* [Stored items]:
▼
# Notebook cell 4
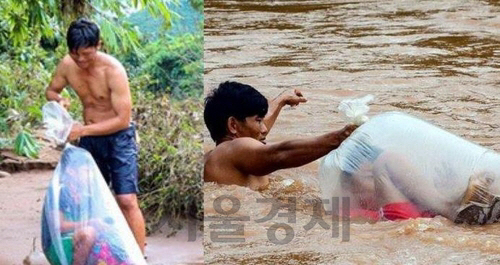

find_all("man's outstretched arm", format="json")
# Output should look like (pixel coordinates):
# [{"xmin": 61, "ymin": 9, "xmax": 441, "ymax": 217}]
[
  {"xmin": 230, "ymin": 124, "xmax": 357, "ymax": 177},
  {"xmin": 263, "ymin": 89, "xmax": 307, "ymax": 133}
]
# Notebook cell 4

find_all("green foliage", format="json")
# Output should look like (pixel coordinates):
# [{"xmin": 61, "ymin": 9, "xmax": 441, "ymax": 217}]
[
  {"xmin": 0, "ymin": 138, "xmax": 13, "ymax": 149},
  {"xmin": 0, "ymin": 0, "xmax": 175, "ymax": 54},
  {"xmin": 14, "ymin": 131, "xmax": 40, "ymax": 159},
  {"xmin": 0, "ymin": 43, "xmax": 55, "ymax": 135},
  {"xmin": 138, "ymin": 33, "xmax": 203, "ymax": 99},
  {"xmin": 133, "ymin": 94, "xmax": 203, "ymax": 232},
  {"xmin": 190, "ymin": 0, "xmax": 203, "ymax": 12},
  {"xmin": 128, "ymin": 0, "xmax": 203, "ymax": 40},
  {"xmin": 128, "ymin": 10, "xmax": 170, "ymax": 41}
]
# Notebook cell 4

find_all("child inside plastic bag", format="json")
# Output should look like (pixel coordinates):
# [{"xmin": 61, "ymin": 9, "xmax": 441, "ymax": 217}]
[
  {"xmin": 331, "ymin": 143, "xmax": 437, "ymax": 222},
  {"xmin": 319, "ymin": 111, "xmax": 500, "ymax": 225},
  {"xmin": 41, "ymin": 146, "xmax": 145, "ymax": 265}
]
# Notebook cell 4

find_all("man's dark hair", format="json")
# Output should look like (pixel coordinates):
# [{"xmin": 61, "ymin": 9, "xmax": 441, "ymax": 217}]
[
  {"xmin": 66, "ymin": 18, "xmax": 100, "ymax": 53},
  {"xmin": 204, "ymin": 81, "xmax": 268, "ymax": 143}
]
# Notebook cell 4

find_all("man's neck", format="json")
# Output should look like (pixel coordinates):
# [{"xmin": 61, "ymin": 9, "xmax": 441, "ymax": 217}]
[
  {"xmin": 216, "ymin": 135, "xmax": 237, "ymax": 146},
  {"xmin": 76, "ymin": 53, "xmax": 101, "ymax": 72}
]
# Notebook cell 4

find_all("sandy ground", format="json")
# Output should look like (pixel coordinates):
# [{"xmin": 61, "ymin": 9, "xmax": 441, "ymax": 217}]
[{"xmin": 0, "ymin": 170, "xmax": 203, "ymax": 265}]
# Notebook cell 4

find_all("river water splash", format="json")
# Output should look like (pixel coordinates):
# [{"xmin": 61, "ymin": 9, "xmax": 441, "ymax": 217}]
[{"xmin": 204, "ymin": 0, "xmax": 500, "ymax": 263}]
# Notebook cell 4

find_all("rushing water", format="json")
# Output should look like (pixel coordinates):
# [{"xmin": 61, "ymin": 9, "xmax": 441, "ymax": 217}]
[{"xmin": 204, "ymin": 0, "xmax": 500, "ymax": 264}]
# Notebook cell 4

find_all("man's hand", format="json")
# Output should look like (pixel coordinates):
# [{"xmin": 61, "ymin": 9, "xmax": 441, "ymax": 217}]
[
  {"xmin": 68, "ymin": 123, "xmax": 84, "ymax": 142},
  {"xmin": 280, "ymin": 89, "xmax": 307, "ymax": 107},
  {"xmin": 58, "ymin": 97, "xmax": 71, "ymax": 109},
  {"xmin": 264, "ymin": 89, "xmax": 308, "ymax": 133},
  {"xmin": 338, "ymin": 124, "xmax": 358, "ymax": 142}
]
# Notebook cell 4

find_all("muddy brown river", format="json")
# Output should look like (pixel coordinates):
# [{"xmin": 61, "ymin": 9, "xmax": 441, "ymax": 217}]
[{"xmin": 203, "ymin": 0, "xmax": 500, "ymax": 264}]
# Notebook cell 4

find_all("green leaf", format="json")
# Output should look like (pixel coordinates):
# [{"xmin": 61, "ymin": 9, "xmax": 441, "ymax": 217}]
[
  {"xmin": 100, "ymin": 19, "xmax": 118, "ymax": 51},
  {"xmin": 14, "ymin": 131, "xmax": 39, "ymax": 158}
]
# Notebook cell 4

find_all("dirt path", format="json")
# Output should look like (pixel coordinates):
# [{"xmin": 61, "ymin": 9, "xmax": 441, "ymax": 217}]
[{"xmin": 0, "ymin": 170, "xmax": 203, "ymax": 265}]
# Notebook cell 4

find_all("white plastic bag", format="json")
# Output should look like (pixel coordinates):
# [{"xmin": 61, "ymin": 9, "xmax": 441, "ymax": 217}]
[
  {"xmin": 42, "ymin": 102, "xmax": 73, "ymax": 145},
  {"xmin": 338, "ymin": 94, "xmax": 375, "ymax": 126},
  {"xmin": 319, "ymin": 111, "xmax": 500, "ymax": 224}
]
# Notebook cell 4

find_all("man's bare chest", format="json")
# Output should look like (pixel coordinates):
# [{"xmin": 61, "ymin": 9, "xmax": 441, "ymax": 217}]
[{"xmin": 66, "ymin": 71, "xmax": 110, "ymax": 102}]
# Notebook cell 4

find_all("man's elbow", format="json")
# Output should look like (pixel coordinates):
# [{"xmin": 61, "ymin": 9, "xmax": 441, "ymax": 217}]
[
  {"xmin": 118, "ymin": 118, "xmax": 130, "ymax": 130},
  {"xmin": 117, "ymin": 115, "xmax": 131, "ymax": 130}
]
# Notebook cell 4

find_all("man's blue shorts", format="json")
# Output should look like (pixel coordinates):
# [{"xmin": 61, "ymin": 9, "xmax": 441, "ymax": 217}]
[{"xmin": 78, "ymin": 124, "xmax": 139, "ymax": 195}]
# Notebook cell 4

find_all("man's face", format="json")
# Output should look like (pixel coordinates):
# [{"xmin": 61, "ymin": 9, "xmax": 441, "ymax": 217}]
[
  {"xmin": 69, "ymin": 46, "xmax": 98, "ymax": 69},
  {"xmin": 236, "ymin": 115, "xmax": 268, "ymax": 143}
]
▲
▼
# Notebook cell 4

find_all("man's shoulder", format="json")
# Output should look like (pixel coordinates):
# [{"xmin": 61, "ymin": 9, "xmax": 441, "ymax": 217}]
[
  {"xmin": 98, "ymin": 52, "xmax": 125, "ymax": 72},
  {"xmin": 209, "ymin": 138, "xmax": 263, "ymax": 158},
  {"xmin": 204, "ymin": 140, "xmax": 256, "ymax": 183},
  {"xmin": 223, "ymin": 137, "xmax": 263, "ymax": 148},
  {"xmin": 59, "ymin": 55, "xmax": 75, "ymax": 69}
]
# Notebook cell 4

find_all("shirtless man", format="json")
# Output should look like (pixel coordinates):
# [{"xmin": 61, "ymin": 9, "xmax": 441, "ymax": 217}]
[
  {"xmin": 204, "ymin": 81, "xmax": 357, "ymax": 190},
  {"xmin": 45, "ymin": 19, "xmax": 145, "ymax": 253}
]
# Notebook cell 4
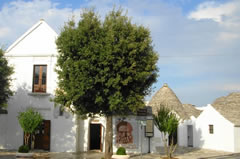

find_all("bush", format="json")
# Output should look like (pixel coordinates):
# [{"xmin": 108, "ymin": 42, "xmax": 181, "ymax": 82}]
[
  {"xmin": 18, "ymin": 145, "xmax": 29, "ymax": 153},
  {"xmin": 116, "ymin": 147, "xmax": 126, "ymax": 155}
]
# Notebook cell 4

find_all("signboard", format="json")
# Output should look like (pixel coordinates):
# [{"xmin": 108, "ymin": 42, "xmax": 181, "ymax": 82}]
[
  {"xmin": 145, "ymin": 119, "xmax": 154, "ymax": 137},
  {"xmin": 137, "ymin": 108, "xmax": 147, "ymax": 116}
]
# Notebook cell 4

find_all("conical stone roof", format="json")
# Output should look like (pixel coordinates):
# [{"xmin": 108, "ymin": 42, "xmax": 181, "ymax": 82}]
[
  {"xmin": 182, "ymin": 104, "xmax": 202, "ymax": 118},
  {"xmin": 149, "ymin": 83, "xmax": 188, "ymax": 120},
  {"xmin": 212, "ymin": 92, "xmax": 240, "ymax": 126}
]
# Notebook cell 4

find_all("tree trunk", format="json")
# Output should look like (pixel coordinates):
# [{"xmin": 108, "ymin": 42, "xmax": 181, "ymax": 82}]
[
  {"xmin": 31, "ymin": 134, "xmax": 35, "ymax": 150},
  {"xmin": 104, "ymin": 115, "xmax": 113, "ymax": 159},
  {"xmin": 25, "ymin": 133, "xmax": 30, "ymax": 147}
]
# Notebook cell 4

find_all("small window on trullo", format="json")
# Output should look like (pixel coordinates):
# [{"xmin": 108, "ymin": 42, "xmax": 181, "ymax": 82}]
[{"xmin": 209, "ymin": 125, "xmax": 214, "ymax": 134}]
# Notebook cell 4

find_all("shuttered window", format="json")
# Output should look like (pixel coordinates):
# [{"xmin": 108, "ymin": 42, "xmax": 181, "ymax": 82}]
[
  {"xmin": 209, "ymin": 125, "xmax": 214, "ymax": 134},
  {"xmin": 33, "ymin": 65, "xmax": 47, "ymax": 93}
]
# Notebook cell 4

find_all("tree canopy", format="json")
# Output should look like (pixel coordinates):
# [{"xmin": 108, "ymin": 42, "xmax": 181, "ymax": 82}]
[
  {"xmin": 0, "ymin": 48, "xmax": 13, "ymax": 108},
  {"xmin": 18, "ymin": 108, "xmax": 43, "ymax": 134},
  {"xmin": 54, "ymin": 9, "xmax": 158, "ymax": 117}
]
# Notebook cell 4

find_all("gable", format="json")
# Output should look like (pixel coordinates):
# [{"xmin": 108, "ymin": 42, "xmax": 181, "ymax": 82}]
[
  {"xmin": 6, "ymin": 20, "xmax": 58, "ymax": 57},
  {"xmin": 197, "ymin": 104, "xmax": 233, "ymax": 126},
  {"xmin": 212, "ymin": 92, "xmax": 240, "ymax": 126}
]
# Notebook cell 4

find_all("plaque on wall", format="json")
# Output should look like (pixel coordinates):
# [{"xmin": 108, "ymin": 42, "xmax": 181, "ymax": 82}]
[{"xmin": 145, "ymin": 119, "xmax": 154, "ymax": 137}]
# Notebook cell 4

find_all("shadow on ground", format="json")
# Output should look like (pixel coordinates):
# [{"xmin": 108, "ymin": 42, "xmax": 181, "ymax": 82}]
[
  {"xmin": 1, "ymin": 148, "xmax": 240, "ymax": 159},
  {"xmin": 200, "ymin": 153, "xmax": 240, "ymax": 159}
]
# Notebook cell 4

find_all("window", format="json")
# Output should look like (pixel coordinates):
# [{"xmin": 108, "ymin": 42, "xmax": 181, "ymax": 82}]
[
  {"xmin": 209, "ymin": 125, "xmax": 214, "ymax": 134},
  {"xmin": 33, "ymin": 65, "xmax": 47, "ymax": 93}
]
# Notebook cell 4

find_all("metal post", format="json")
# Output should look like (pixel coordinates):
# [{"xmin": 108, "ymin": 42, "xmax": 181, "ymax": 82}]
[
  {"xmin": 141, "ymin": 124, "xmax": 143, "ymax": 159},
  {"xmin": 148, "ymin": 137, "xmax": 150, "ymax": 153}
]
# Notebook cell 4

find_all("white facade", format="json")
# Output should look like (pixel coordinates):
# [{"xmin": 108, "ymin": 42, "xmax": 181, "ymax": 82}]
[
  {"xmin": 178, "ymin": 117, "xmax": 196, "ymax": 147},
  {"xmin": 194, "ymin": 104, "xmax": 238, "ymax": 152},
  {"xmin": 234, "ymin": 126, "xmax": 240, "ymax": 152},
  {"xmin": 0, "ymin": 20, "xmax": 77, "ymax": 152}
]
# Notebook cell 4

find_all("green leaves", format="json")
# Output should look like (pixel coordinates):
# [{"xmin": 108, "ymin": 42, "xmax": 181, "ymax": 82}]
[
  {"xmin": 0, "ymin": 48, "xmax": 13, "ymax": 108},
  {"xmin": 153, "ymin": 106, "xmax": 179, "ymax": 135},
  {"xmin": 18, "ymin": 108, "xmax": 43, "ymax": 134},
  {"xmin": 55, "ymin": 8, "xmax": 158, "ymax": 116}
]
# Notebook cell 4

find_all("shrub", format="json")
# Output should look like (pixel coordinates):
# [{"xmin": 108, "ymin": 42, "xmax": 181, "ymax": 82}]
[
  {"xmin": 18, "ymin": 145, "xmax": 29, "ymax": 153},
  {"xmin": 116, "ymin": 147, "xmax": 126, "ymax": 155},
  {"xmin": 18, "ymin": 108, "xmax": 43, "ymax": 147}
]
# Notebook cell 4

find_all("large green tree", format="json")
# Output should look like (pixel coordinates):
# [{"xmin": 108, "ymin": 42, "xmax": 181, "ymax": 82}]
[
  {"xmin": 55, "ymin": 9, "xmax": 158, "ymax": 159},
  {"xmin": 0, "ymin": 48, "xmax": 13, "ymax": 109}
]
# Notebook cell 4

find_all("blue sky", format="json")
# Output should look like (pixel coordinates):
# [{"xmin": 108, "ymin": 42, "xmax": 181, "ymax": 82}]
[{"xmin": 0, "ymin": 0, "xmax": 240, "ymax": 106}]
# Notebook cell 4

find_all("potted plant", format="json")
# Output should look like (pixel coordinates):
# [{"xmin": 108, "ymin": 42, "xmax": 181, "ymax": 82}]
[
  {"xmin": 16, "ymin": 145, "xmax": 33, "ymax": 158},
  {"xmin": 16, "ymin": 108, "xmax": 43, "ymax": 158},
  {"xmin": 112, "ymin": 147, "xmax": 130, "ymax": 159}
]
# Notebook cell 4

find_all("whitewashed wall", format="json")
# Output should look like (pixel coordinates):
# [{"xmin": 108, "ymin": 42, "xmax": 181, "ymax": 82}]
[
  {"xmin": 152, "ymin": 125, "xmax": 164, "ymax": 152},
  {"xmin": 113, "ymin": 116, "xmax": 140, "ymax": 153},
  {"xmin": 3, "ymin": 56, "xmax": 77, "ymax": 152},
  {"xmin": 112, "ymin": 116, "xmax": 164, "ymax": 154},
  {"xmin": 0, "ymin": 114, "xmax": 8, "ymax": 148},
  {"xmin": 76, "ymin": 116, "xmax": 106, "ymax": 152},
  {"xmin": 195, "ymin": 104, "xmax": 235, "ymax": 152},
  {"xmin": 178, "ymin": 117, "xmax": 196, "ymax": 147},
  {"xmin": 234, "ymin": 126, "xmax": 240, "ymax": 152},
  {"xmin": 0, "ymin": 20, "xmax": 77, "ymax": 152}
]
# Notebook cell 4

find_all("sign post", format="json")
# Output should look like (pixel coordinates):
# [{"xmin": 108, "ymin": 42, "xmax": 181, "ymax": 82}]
▲
▼
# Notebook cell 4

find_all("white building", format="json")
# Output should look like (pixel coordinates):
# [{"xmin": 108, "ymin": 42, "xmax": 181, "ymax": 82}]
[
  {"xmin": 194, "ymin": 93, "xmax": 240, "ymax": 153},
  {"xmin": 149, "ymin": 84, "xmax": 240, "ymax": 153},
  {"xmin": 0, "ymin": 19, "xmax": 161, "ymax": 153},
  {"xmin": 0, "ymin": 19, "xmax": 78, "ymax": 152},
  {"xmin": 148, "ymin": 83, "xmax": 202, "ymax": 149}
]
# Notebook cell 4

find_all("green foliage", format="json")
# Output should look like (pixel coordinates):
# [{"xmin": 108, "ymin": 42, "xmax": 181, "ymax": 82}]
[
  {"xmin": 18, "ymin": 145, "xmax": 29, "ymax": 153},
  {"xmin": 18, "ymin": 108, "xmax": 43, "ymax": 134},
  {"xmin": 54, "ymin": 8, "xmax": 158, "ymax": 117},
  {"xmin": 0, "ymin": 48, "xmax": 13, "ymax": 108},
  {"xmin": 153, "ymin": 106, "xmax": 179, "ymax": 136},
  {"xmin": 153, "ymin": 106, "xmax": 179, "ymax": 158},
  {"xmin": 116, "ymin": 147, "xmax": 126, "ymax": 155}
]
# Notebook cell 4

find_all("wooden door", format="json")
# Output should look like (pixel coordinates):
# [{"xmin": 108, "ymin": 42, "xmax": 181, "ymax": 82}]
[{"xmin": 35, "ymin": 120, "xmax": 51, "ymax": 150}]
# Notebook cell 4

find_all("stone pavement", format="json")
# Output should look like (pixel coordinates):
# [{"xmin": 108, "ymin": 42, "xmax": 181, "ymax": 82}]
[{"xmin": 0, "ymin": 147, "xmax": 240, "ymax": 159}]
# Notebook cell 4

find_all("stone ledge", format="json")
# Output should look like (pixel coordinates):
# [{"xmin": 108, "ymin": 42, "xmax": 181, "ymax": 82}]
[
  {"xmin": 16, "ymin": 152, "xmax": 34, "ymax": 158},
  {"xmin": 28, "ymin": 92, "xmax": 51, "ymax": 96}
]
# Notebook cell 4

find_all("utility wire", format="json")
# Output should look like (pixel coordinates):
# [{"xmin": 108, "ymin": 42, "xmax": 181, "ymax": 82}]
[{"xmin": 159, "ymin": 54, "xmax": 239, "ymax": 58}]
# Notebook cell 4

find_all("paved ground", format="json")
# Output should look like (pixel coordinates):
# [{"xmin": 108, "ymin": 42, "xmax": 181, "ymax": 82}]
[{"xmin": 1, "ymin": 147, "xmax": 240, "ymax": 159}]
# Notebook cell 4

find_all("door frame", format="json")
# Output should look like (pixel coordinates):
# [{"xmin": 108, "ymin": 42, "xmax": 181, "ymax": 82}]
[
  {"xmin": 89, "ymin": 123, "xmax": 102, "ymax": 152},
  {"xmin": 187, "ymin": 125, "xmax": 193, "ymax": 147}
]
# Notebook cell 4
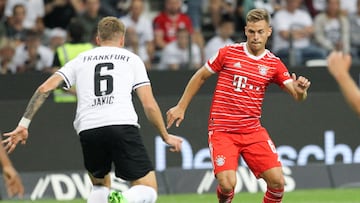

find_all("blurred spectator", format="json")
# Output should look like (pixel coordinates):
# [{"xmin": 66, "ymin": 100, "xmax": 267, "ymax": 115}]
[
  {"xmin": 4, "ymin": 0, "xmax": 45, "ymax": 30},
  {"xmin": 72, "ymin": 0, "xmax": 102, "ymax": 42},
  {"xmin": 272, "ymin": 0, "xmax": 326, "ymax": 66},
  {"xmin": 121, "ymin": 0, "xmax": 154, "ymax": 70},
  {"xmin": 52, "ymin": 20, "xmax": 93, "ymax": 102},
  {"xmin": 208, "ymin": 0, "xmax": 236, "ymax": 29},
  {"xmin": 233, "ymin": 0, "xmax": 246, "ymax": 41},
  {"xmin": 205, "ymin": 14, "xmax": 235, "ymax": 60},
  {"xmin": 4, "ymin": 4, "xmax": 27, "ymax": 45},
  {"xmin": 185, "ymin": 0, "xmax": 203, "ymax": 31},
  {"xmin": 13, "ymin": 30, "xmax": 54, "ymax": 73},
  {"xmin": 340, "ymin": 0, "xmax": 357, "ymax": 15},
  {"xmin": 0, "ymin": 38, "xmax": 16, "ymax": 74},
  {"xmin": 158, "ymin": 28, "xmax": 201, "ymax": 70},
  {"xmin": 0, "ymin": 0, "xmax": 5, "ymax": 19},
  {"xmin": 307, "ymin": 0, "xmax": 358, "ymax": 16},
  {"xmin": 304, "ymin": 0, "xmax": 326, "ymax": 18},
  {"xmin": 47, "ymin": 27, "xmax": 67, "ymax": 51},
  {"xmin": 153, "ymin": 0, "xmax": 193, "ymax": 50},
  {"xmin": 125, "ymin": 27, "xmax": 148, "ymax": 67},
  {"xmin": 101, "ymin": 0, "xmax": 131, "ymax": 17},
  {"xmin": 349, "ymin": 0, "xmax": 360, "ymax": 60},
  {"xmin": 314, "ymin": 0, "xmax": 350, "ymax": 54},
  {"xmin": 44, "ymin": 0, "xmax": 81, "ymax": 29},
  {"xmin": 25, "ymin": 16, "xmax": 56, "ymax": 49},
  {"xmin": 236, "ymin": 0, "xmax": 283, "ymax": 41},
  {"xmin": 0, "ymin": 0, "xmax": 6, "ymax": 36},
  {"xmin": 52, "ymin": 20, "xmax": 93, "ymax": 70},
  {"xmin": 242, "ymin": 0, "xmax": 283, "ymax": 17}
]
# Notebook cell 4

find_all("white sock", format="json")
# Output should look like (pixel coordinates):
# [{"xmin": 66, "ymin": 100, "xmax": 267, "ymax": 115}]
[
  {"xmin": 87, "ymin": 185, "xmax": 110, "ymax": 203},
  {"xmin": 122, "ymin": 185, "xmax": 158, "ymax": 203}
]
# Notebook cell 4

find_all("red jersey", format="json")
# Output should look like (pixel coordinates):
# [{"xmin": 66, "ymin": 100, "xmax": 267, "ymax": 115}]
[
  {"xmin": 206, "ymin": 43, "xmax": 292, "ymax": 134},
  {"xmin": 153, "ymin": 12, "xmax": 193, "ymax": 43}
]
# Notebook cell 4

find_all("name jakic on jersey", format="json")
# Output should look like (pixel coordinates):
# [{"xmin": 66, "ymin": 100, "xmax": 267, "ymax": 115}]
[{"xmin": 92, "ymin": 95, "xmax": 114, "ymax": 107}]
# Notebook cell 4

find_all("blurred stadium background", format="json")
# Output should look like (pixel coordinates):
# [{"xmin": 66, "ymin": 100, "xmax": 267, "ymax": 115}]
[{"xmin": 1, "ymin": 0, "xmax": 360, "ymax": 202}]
▲
* [About this exercise]:
For the string "blue", work out how many lines of the entries contain it and reply with that number alone.

* [Answer to the problem]:
2